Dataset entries
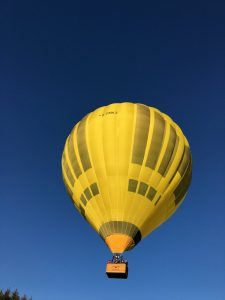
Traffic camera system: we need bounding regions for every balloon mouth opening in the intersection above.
[105,233,135,253]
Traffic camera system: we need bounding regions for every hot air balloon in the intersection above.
[62,103,192,278]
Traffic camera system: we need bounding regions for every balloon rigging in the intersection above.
[62,102,192,278]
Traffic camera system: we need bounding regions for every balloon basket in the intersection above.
[106,254,128,279]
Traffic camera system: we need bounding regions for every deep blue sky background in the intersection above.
[0,1,225,300]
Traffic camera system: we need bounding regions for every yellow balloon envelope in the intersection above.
[62,103,192,253]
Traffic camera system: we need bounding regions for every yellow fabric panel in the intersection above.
[62,103,191,252]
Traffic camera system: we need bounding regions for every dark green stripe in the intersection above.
[132,104,150,165]
[90,183,99,196]
[77,116,91,171]
[84,188,92,201]
[99,221,142,245]
[158,125,177,176]
[138,182,148,196]
[174,162,192,205]
[62,174,73,199]
[62,152,75,186]
[68,129,82,178]
[80,194,87,206]
[178,146,191,177]
[146,186,157,201]
[128,179,138,193]
[79,205,86,219]
[146,111,165,170]
[163,135,179,177]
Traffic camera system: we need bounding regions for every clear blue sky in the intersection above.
[0,0,225,300]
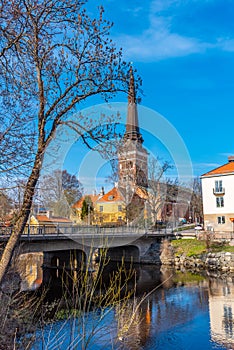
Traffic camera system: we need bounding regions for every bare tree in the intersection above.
[0,0,137,281]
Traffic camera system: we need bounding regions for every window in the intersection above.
[217,216,225,224]
[216,197,224,208]
[215,180,223,193]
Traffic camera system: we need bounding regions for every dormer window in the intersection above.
[213,180,225,195]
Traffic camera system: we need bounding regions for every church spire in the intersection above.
[124,67,143,143]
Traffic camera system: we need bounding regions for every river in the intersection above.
[24,265,234,350]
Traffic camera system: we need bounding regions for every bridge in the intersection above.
[0,225,194,290]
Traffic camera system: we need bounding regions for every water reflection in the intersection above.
[18,256,234,350]
[209,278,234,349]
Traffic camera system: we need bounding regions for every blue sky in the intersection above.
[47,0,234,193]
[88,0,234,175]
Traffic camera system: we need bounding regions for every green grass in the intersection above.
[172,239,234,256]
[172,239,206,256]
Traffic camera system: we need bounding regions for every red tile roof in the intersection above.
[202,162,234,177]
[97,187,124,203]
[36,215,72,223]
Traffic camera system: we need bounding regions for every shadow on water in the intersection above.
[18,253,234,350]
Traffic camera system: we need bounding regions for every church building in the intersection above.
[73,68,148,225]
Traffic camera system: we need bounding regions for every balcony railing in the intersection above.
[213,187,225,195]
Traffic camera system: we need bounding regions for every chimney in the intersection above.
[228,156,234,162]
[46,210,53,219]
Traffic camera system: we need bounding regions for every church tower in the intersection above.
[118,68,148,190]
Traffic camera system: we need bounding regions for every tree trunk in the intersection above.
[0,150,43,284]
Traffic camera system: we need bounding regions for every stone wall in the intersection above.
[160,242,234,272]
[169,252,234,272]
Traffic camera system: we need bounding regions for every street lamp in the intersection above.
[230,218,234,239]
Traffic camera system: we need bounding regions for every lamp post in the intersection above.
[230,218,234,239]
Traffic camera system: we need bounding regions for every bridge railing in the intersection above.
[15,224,145,236]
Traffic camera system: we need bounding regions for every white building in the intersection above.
[201,156,234,233]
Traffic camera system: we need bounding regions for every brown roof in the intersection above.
[97,187,124,203]
[202,162,234,177]
[36,215,72,223]
[72,194,100,209]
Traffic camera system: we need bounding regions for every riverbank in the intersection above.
[160,239,234,274]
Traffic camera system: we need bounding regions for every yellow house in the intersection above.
[94,187,126,225]
[70,194,100,224]
[26,211,72,234]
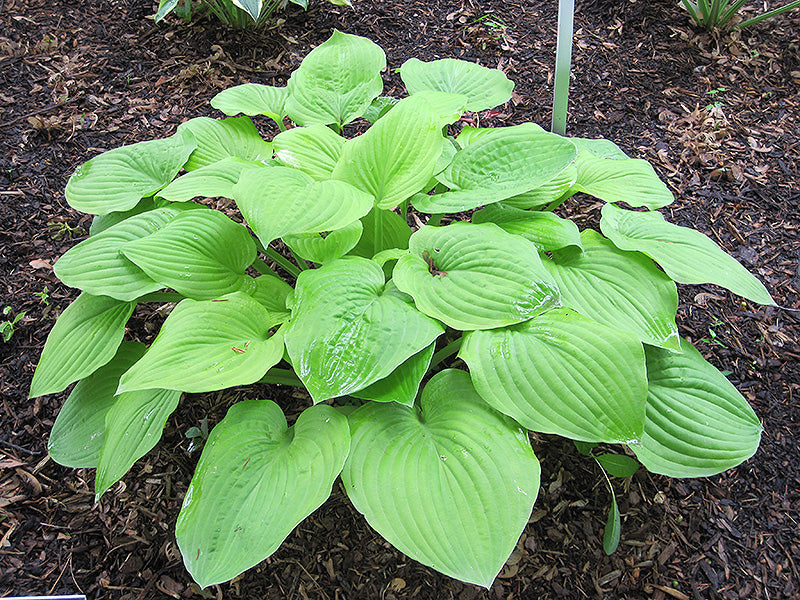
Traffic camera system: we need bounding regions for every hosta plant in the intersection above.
[31,32,772,586]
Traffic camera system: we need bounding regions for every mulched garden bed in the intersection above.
[0,0,800,600]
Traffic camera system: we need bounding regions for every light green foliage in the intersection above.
[34,32,772,587]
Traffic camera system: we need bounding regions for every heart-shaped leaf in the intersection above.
[117,292,283,393]
[286,30,386,125]
[122,209,256,300]
[393,223,559,331]
[30,293,136,398]
[47,342,145,469]
[544,229,680,350]
[233,167,373,247]
[175,400,350,587]
[64,130,197,215]
[285,257,444,402]
[53,204,196,302]
[459,309,647,443]
[178,117,272,171]
[332,94,463,209]
[211,83,289,123]
[400,58,514,112]
[630,340,761,477]
[342,369,539,588]
[412,123,576,213]
[472,203,582,252]
[272,124,345,181]
[600,204,775,305]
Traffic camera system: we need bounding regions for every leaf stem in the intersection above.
[258,368,305,387]
[430,337,464,369]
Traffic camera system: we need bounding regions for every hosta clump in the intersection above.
[31,32,772,586]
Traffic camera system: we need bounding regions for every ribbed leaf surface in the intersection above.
[117,292,283,393]
[30,293,136,398]
[393,223,559,330]
[285,257,444,402]
[342,370,539,588]
[544,229,679,350]
[47,342,145,469]
[233,167,373,246]
[600,204,775,304]
[400,58,514,112]
[175,400,350,587]
[64,132,197,215]
[459,309,647,443]
[178,117,272,171]
[53,204,195,302]
[122,210,256,300]
[630,340,761,477]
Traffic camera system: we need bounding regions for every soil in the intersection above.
[0,0,800,600]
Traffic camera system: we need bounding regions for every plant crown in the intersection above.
[30,32,773,587]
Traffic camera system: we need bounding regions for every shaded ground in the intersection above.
[0,0,800,600]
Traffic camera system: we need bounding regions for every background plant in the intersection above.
[31,32,772,587]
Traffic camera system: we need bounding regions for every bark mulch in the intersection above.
[0,0,800,600]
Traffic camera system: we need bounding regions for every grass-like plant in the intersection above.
[30,32,773,587]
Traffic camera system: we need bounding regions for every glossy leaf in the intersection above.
[472,203,583,252]
[176,400,350,587]
[64,130,197,215]
[400,58,514,112]
[630,340,761,477]
[30,293,136,398]
[47,342,145,469]
[285,257,444,403]
[178,117,272,171]
[393,223,559,331]
[53,204,194,302]
[544,229,679,350]
[122,210,256,300]
[286,30,386,125]
[342,369,540,588]
[600,204,775,305]
[117,292,283,393]
[459,309,647,443]
[233,167,373,247]
[412,123,576,213]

What is required
Can you extract every line of text from all the items above, copied verbatim, with the pictures left out?

Answer for the task
Traffic camera system: we need bounding regions for every balloon mouth opening in the intersection above.
[105,233,135,253]
Traffic camera system: we need bounding regions for every hot air balloon in the intersection above.
[62,103,192,278]
Traffic camera system: we need bounding regions for every balloon rigging in the intersection above.
[62,102,192,278]
Traffic camera system: we need bounding regions for every balloon basket in the intersection above.
[106,254,128,279]
Traffic camera system: we need bounding regions for every deep blue sky background in the intersection above.
[0,1,225,300]
Traffic camera system: we need bounding regions for every yellow balloon envelope in the intersection above.
[62,103,192,253]
Traffic camera system: we need bounding regions for every yellow fabric panel in the intersection above.
[62,103,191,252]
Traffic camera system: we need bounding regions for every dark green stripe in the intersection above.
[132,104,150,165]
[90,183,99,196]
[77,116,91,171]
[84,188,92,201]
[99,221,142,245]
[158,125,177,176]
[138,182,148,196]
[174,162,192,205]
[62,174,73,199]
[62,152,75,186]
[68,129,82,178]
[80,194,87,206]
[178,146,191,177]
[146,186,157,201]
[128,179,138,193]
[79,205,86,219]
[146,111,165,170]
[163,135,179,177]
Traffic camera system: we need bounding regions for every clear blue sky in the intersection above.
[0,0,225,300]
Traffic camera system: we need bounding regions for every bare tree in the intersection above.
[0,0,137,281]
Traffic camera system: we need bounding regions for every window in the intersection above.
[217,216,225,224]
[216,197,224,208]
[215,180,223,193]
Traffic camera system: we need bounding regions for every dormer window in the intersection above.
[213,180,225,195]
Traffic camera system: we need bounding regions for every church spire in the intersection above.
[124,67,143,143]
Traffic camera system: we need bounding regions for every river in the intersection above.
[24,265,234,350]
Traffic camera system: we need bounding regions for every bridge in the intersection above.
[0,225,194,290]
Traffic camera system: we need bounding regions for every water reflection in the intersection above.
[18,256,234,350]
[209,278,234,349]
Traffic camera system: we need bounding regions for every blue sky in the intersection above.
[47,0,234,193]
[88,0,234,175]
Traffic camera system: we need bounding regions for every green grass in the intersection above.
[172,239,234,256]
[172,239,206,256]
Traffic camera system: we need bounding regions for every red tile roof in the intersection above.
[202,162,234,177]
[97,187,124,203]
[36,215,72,223]
Traffic camera system: we need bounding regions for every shadow on water in the intersection above.
[18,253,234,350]
Traffic camera system: we need bounding regions for every church building in the intersection above.
[73,68,148,225]
Traffic camera system: we need bounding regions for every balcony railing in the intersection above.
[213,187,225,195]
Traffic camera system: we need bounding regions for every chimney in the intersection above.
[228,156,234,162]
[46,210,53,219]
Traffic camera system: we need bounding regions for every church tower in the intersection above.
[118,68,148,190]
Traffic camera system: we need bounding regions for every tree trunk in the intersection above.
[0,150,43,284]
Traffic camera system: we need bounding regions for every stone wall in the intersection above.
[160,242,234,272]
[169,252,234,272]
Traffic camera system: we need bounding regions for every street lamp in the intersection above.
[230,218,234,239]
Traffic camera system: we need bounding regions for every lamp post in the intersection above.
[230,218,234,239]
Traffic camera system: we need bounding regions for every bridge railing in the intersection above.
[15,224,145,236]
Traffic camera system: we need bounding regions for every white building in the intersection above.
[201,156,234,233]
Traffic camera system: we need bounding regions for every brown roof in the intersection above.
[97,187,124,203]
[202,162,234,177]
[36,215,72,223]
[72,194,100,209]
Traffic camera system: we need bounding regions for every riverbank in the intersection above.
[160,239,234,274]
Traffic camera system: we need bounding regions for every yellow house in the intersection above.
[94,187,126,225]
[70,194,100,224]
[26,211,72,234]
Traffic camera system: we need bounding regions for every hosta plant in the intersection above.
[31,32,772,586]
Traffic camera system: we need bounding regions for every mulched garden bed in the intersection above.
[0,0,800,600]
Traffic camera system: we need bounding regions for every light green foliage in the intersection above.
[34,32,772,587]
Traffic camera system: we need bounding regions for every heart-shaped leaf in the intersection above.
[117,292,283,393]
[286,30,386,125]
[122,209,256,300]
[393,223,559,331]
[30,293,136,398]
[47,342,145,469]
[544,229,680,350]
[233,167,373,247]
[175,400,350,587]
[64,130,197,215]
[285,257,444,402]
[53,204,196,302]
[459,309,647,443]
[178,117,272,171]
[332,94,463,209]
[211,83,289,123]
[400,58,514,112]
[630,340,761,477]
[342,369,539,588]
[412,123,576,213]
[472,203,582,252]
[272,124,345,181]
[600,204,775,305]
Traffic camera system: we need bounding regions for every leaf stem in the intersection above.
[258,368,305,387]
[430,337,464,369]
Traffic camera system: we need bounding regions for every hosta clump in the intersection above.
[31,32,772,586]
Traffic camera system: we need bounding regions for every ribbed leaf surface in the intersection above.
[117,292,283,393]
[30,293,136,398]
[393,223,559,330]
[285,257,444,402]
[342,370,539,588]
[544,229,679,350]
[47,342,145,469]
[233,167,373,246]
[600,204,775,304]
[400,58,514,112]
[175,400,350,587]
[64,132,197,215]
[459,309,647,443]
[178,117,272,171]
[53,204,195,302]
[122,210,256,300]
[630,340,761,477]
Traffic camera system: we need bounding regions for every soil in the intersection above.
[0,0,800,600]
Traffic camera system: we need bounding regions for every plant crown in the intersection above.
[30,32,773,587]
Traffic camera system: we need bounding regions for every shaded ground in the intersection above.
[0,0,800,600]
Traffic camera system: we need bounding regions for every background plant in the intersection above.
[31,32,772,587]
Traffic camera system: we need bounding regions for every bark mulch in the intersection above.
[0,0,800,600]
Traffic camera system: we need bounding regions for every grass-like plant in the intersection above.
[30,32,773,587]
Traffic camera system: we need bounding regions for every glossy leaf in the intersection above.
[472,203,583,252]
[176,400,350,587]
[64,130,197,215]
[400,58,514,112]
[630,340,761,477]
[30,293,136,398]
[47,342,145,469]
[285,257,444,403]
[178,117,272,171]
[393,223,559,331]
[53,204,194,302]
[544,229,679,350]
[122,210,256,300]
[286,30,386,125]
[342,369,540,588]
[600,204,775,305]
[117,292,283,393]
[459,309,647,443]
[233,167,373,247]
[412,123,576,213]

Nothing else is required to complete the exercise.